Challenge
Write the data out again, exactly as given.

(Recorded data)
━━━

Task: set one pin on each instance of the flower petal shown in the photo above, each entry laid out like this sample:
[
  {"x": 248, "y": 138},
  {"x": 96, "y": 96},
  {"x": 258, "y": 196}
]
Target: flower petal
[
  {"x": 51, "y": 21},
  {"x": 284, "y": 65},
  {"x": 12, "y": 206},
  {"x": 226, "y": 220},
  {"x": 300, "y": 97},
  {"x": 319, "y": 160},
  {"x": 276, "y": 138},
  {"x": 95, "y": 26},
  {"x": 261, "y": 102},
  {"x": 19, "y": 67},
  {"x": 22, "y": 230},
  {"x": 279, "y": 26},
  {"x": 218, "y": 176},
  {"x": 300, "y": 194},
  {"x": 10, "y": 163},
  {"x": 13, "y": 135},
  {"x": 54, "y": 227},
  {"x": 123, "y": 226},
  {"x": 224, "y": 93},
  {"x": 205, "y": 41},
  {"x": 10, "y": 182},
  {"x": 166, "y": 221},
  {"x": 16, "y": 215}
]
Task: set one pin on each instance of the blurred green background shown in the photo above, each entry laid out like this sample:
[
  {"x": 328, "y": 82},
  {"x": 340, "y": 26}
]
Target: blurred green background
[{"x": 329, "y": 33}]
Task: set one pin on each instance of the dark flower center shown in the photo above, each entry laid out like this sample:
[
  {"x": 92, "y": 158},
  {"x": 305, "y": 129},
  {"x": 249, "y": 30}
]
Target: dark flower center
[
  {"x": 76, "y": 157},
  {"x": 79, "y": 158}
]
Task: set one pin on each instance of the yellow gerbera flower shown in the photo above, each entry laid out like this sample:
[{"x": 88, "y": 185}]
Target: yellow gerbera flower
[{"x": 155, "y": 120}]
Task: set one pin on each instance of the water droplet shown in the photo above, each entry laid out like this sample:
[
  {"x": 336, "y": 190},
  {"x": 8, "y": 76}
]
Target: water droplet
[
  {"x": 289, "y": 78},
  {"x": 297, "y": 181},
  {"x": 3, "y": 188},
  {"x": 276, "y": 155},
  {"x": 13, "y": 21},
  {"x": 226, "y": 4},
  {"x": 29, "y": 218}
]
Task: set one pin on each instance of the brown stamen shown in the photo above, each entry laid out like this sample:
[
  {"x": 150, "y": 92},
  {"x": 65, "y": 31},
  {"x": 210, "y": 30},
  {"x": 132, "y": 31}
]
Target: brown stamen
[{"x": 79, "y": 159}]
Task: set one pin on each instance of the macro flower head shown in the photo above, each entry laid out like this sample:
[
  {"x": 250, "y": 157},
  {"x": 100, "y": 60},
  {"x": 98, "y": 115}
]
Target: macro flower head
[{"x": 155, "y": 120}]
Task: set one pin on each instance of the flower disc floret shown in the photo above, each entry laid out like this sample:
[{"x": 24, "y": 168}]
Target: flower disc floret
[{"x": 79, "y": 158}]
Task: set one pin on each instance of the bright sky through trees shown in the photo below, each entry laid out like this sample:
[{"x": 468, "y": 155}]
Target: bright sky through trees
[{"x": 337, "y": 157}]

━━━

Correct output
Task: set one pin on each instance of the flower petal shown in the photo above, each entry laid out like this sample:
[
  {"x": 248, "y": 138},
  {"x": 96, "y": 96},
  {"x": 258, "y": 196}
]
Target: flower petal
[
  {"x": 51, "y": 21},
  {"x": 284, "y": 65},
  {"x": 12, "y": 206},
  {"x": 226, "y": 220},
  {"x": 300, "y": 97},
  {"x": 319, "y": 160},
  {"x": 276, "y": 138},
  {"x": 95, "y": 26},
  {"x": 261, "y": 102},
  {"x": 19, "y": 67},
  {"x": 22, "y": 230},
  {"x": 279, "y": 26},
  {"x": 218, "y": 176},
  {"x": 300, "y": 194},
  {"x": 10, "y": 163},
  {"x": 13, "y": 135},
  {"x": 54, "y": 227},
  {"x": 123, "y": 226},
  {"x": 224, "y": 93},
  {"x": 205, "y": 41},
  {"x": 10, "y": 182},
  {"x": 166, "y": 221},
  {"x": 16, "y": 215}
]
Task: set one pin on each instance of the blurred green background shown in the photo above, each entry laid out like this sample:
[
  {"x": 328, "y": 82},
  {"x": 340, "y": 26}
]
Target: blurred green background
[{"x": 329, "y": 33}]
Task: set one pin on each instance of the dark flower center shown in the photo above, each entry laid out like this sample:
[
  {"x": 92, "y": 158},
  {"x": 305, "y": 129},
  {"x": 249, "y": 30}
]
Target: dark flower center
[
  {"x": 76, "y": 157},
  {"x": 79, "y": 158}
]
Task: set one pin on each instance of the yellow gerbera flower shown in the photo above, each entry laid out like this sample:
[{"x": 88, "y": 185}]
Target: yellow gerbera flower
[{"x": 155, "y": 120}]
Task: set one pin on each instance of the water droplet shown in the photo above, each entry laid out like this sample:
[
  {"x": 336, "y": 190},
  {"x": 8, "y": 76}
]
Target: water droplet
[
  {"x": 289, "y": 78},
  {"x": 297, "y": 181},
  {"x": 3, "y": 188},
  {"x": 276, "y": 155},
  {"x": 13, "y": 21},
  {"x": 226, "y": 4},
  {"x": 29, "y": 218}
]
Task: set one pin on each instance of the brown stamen shown in the photo above, each entry laid out like this sample:
[
  {"x": 150, "y": 92},
  {"x": 65, "y": 31},
  {"x": 210, "y": 30},
  {"x": 132, "y": 31}
]
Target: brown stamen
[{"x": 79, "y": 159}]
Task: set one pin on each instance of the macro flower head shown in the photo above, each entry laid out like this sample:
[
  {"x": 250, "y": 157},
  {"x": 100, "y": 60},
  {"x": 98, "y": 115}
]
Target: macro flower head
[{"x": 155, "y": 120}]
Task: set one pin on each instance of the flower disc floret shown in the photo above, each entry laid out like this sample:
[{"x": 24, "y": 168}]
Target: flower disc floret
[{"x": 79, "y": 158}]
Task: set one pin on each instance of the bright sky through trees shown in the photo below, each entry laid out like this sample:
[{"x": 468, "y": 155}]
Target: bright sky through trees
[{"x": 337, "y": 157}]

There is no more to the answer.